◆ **WHAT TO WORK ON**
Reproduce each line of the listing exactly.

◆ **GIVEN DATA**
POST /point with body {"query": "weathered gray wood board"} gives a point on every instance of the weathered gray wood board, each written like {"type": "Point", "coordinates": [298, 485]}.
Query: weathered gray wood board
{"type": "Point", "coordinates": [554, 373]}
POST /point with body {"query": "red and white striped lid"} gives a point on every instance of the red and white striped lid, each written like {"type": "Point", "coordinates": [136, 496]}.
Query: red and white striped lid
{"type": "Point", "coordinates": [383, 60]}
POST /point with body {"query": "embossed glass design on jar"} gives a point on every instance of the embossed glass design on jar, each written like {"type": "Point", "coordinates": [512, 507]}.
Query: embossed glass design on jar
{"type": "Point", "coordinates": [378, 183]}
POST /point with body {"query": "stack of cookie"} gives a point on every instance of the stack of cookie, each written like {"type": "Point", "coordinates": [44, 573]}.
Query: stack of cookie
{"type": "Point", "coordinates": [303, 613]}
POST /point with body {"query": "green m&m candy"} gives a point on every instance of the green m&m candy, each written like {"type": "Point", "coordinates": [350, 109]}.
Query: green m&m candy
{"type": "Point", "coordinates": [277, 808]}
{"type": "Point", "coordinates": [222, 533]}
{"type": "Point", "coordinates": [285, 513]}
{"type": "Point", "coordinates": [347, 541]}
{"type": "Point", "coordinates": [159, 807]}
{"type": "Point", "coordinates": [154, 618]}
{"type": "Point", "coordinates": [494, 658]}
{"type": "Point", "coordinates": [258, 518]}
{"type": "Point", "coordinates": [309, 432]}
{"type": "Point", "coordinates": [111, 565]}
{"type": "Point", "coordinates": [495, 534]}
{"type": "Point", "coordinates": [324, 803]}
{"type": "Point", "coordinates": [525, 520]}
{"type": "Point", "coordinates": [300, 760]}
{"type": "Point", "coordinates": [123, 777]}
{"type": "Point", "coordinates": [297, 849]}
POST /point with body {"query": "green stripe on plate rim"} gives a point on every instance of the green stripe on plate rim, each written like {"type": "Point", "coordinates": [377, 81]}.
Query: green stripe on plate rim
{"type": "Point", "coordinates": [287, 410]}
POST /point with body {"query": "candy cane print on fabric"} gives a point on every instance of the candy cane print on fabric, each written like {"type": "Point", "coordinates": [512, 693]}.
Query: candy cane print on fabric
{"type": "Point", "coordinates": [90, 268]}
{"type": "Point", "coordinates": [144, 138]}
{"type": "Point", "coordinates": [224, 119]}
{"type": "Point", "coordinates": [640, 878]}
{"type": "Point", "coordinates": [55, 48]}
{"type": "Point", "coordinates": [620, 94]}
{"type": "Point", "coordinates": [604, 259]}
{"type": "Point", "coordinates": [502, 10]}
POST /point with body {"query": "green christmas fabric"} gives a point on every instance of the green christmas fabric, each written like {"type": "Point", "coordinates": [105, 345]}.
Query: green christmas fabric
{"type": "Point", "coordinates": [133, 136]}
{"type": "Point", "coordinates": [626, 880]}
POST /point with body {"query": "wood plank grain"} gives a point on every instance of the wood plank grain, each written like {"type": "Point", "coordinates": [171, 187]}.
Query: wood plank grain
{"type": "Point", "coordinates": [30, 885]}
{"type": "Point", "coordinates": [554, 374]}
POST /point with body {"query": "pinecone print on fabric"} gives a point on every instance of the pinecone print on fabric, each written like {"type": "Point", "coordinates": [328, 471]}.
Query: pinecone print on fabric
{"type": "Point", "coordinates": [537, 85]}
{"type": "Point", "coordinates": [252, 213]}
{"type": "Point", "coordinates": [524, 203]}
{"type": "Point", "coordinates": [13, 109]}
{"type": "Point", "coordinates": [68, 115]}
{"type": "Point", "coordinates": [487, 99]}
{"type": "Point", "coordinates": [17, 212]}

◆ **WRITTEN SOLUTION**
POST /point with body {"query": "weathered gray wood board"} gives a point on every instance of the weathered gray wood board, each written like {"type": "Point", "coordinates": [298, 485]}.
Query: weathered gray wood board
{"type": "Point", "coordinates": [554, 373]}
POST /point with body {"query": "red and white striped lid"} gives a point on every instance of the red and white striped lid, each written like {"type": "Point", "coordinates": [136, 496]}.
Query: red and white striped lid
{"type": "Point", "coordinates": [383, 60]}
POST /point with body {"query": "embossed glass design on jar"} gives a point on every instance of the embossed glass design on jar, each written like {"type": "Point", "coordinates": [512, 507]}.
Query: embossed glass design on jar
{"type": "Point", "coordinates": [378, 183]}
POST /point with body {"query": "stack of cookie"} gives a point on every instance of the stack of cookie, each written like {"type": "Point", "coordinates": [44, 573]}.
Query: stack of cookie
{"type": "Point", "coordinates": [303, 613]}
POST /point with body {"query": "green m&m candy"} gives a point on every instance of the green m&m candy, each written like {"type": "Point", "coordinates": [350, 109]}.
Query: green m&m candy
{"type": "Point", "coordinates": [277, 808]}
{"type": "Point", "coordinates": [222, 533]}
{"type": "Point", "coordinates": [285, 513]}
{"type": "Point", "coordinates": [347, 541]}
{"type": "Point", "coordinates": [159, 807]}
{"type": "Point", "coordinates": [154, 618]}
{"type": "Point", "coordinates": [494, 658]}
{"type": "Point", "coordinates": [258, 518]}
{"type": "Point", "coordinates": [309, 432]}
{"type": "Point", "coordinates": [111, 565]}
{"type": "Point", "coordinates": [495, 534]}
{"type": "Point", "coordinates": [324, 803]}
{"type": "Point", "coordinates": [525, 520]}
{"type": "Point", "coordinates": [300, 760]}
{"type": "Point", "coordinates": [123, 777]}
{"type": "Point", "coordinates": [297, 849]}
POST /point with body {"query": "green stripe on plate rim"} gives a point on every instance of the green stripe on plate rim, each written like {"type": "Point", "coordinates": [377, 81]}.
Query: green stripe on plate rim
{"type": "Point", "coordinates": [287, 410]}
POST /point with body {"query": "candy cane print on fabric"} gives a point on every instance of the candy cane print on fabric, each written like {"type": "Point", "coordinates": [512, 693]}.
Query: candy cane print on fabric
{"type": "Point", "coordinates": [90, 268]}
{"type": "Point", "coordinates": [144, 138]}
{"type": "Point", "coordinates": [224, 119]}
{"type": "Point", "coordinates": [640, 878]}
{"type": "Point", "coordinates": [55, 48]}
{"type": "Point", "coordinates": [620, 94]}
{"type": "Point", "coordinates": [604, 259]}
{"type": "Point", "coordinates": [502, 10]}
POST /point with body {"query": "green christmas fabric"} gives a point on every instance of the green christmas fabric, each written like {"type": "Point", "coordinates": [105, 345]}.
Query: green christmas fabric
{"type": "Point", "coordinates": [133, 136]}
{"type": "Point", "coordinates": [626, 880]}
POST /point with body {"query": "wood plank grain"} gives a point on every instance of the wood plank grain, each written like {"type": "Point", "coordinates": [171, 187]}.
Query: wood plank grain
{"type": "Point", "coordinates": [30, 885]}
{"type": "Point", "coordinates": [554, 374]}
POST /point with body {"query": "pinecone print on fabric"} gives a point on every instance of the pinecone print on fabric, each written like {"type": "Point", "coordinates": [328, 471]}.
Query: pinecone print on fabric
{"type": "Point", "coordinates": [537, 85]}
{"type": "Point", "coordinates": [252, 213]}
{"type": "Point", "coordinates": [524, 203]}
{"type": "Point", "coordinates": [13, 109]}
{"type": "Point", "coordinates": [68, 115]}
{"type": "Point", "coordinates": [487, 99]}
{"type": "Point", "coordinates": [17, 212]}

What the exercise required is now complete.